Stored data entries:

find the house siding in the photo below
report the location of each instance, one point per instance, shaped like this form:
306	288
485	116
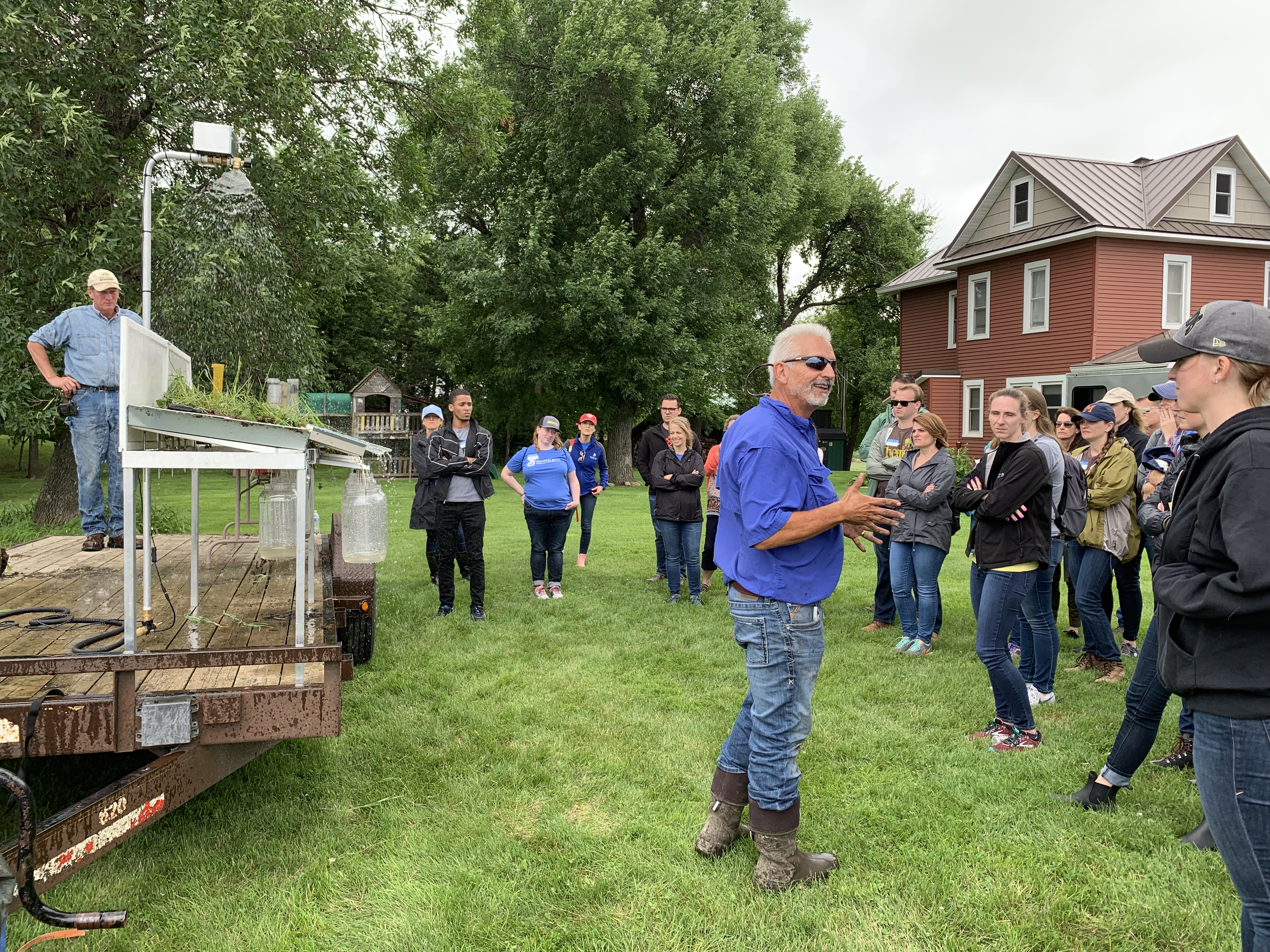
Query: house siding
1131	277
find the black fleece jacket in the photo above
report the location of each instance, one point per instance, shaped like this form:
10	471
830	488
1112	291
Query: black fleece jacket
1023	480
1213	581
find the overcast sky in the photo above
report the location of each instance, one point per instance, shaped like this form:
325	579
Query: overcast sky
934	96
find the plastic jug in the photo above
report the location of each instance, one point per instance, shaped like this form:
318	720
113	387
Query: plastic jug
365	520
277	512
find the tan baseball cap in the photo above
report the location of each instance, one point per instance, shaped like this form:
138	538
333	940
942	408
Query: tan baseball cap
102	280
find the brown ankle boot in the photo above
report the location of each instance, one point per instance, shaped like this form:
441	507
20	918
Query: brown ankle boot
729	792
780	862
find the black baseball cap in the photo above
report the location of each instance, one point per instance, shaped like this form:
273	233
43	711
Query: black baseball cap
1236	329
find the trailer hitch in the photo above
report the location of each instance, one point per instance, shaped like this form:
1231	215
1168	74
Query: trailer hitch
26	869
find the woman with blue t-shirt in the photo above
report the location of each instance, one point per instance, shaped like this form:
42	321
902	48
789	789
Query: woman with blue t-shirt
588	456
550	497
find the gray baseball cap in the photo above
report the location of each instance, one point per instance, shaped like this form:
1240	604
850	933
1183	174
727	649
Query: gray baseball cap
1238	329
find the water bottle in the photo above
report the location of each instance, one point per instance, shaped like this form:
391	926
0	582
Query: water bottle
365	520
279	513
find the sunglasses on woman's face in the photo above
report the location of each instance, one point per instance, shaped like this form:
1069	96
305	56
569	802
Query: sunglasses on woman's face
816	364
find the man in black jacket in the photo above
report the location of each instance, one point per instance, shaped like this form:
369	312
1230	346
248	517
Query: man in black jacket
653	442
459	459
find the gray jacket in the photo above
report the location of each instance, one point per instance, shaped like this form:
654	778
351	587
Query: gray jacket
928	516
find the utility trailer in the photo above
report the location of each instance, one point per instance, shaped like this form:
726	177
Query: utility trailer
235	659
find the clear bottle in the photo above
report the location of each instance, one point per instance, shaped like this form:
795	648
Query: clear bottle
364	520
277	514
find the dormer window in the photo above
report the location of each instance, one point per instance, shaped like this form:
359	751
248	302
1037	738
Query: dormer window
1020	204
1222	204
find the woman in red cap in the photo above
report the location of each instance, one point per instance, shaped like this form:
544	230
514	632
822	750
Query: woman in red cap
588	456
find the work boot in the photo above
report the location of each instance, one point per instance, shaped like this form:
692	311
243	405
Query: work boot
1112	672
729	792
1181	757
780	862
1093	795
1201	838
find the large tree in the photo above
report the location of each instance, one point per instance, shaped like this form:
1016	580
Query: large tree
623	235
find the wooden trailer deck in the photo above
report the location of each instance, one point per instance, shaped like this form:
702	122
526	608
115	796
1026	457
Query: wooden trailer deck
243	602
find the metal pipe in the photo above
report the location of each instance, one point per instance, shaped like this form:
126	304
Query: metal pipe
25	869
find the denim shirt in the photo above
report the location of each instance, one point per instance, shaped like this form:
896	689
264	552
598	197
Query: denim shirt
769	468
92	343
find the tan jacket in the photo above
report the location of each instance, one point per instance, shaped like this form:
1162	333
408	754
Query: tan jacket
1112	524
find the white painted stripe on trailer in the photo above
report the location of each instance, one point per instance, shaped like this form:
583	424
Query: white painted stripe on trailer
101	840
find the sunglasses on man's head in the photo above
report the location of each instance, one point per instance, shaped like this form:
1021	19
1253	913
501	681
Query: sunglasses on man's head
816	364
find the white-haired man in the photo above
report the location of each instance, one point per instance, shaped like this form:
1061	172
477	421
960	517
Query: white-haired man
780	545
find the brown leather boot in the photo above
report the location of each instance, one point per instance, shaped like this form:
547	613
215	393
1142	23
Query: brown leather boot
780	862
729	792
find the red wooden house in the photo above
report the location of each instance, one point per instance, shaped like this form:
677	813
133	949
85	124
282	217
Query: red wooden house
1067	264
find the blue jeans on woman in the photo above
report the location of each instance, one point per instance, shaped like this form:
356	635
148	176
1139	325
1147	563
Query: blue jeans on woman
1037	630
996	598
784	645
915	564
1093	569
548	532
683	549
1233	771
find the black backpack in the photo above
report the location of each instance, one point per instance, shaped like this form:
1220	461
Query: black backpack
1073	507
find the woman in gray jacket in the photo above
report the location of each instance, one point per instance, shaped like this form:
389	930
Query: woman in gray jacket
923	483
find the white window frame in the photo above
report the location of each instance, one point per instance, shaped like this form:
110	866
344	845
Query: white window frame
967	386
1032	204
1028	272
1212	195
1041	384
987	306
1164	310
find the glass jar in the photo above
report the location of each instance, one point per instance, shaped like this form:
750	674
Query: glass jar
277	513
364	520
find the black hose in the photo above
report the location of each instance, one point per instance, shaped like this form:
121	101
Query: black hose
25	869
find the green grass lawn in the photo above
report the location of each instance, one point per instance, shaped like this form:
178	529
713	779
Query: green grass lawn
535	784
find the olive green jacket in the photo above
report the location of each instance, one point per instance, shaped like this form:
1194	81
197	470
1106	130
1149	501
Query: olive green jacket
1112	524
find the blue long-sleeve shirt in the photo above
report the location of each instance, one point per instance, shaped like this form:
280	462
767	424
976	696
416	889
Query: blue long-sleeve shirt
591	462
92	343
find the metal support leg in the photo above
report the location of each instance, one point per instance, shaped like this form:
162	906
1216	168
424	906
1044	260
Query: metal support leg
130	563
301	522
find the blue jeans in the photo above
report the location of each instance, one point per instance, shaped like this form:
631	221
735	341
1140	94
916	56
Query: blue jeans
1145	705
915	564
587	504
1037	630
657	536
996	598
884	602
683	541
96	440
548	532
784	645
1233	771
1093	569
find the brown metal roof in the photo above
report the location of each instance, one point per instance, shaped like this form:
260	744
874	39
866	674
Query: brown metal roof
923	273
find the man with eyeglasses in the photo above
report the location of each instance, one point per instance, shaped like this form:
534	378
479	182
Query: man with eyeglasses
884	455
779	544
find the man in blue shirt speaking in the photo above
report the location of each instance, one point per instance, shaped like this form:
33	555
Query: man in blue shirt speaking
780	545
91	337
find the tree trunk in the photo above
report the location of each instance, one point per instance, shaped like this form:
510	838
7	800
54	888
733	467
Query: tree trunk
620	452
59	497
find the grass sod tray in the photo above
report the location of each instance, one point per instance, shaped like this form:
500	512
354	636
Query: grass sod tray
535	784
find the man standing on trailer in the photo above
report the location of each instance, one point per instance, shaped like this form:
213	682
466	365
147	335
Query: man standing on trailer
91	338
459	459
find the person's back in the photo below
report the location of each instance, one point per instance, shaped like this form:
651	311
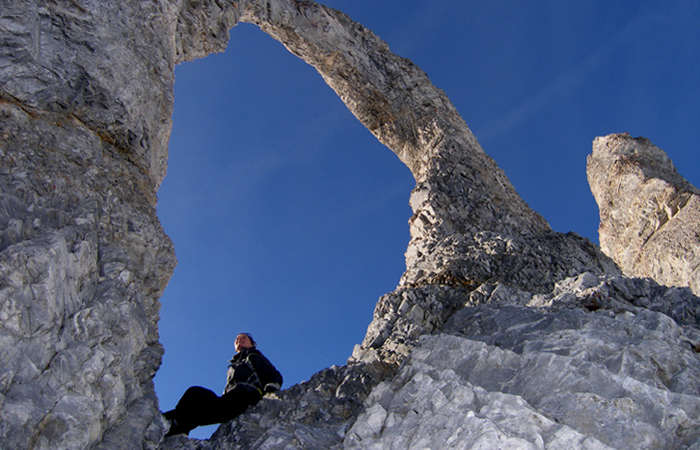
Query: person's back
250	375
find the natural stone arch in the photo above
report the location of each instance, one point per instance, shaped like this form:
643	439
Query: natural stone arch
86	118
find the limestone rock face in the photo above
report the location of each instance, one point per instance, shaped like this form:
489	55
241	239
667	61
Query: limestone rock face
501	333
649	214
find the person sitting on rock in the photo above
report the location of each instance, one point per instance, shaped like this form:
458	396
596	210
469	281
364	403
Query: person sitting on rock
250	375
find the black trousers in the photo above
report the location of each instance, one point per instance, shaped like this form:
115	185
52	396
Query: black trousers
200	406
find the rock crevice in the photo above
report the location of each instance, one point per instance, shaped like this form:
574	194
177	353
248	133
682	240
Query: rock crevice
549	345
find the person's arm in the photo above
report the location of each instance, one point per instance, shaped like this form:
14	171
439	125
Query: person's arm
270	378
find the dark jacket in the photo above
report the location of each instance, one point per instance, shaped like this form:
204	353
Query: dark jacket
250	367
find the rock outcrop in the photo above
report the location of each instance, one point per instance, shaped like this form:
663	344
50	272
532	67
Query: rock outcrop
501	330
649	214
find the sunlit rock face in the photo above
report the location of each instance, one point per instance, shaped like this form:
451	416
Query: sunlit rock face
502	333
649	213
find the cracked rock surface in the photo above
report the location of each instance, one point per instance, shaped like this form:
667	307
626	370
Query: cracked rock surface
501	333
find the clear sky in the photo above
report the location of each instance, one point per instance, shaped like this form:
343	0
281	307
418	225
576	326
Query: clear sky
290	220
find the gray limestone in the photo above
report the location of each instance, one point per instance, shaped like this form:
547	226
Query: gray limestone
649	213
501	333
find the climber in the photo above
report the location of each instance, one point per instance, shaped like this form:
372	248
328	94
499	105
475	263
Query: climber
250	375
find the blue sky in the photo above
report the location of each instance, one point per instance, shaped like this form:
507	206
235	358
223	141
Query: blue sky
290	220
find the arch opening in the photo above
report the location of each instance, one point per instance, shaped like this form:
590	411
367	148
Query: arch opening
289	219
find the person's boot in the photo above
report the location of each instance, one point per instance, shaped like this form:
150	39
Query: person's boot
175	427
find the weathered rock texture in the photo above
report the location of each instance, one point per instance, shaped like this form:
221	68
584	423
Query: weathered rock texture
501	332
649	214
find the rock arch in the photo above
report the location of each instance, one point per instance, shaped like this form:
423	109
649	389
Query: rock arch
85	112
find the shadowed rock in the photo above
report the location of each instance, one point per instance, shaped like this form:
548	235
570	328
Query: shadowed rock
501	330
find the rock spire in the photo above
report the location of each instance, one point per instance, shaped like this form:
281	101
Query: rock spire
501	330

## TASK GOAL
Please list every line of the records that contains "below".

## RESULT FOR THIS TASK
find the house siding in the photo below
find the person's back in the photo below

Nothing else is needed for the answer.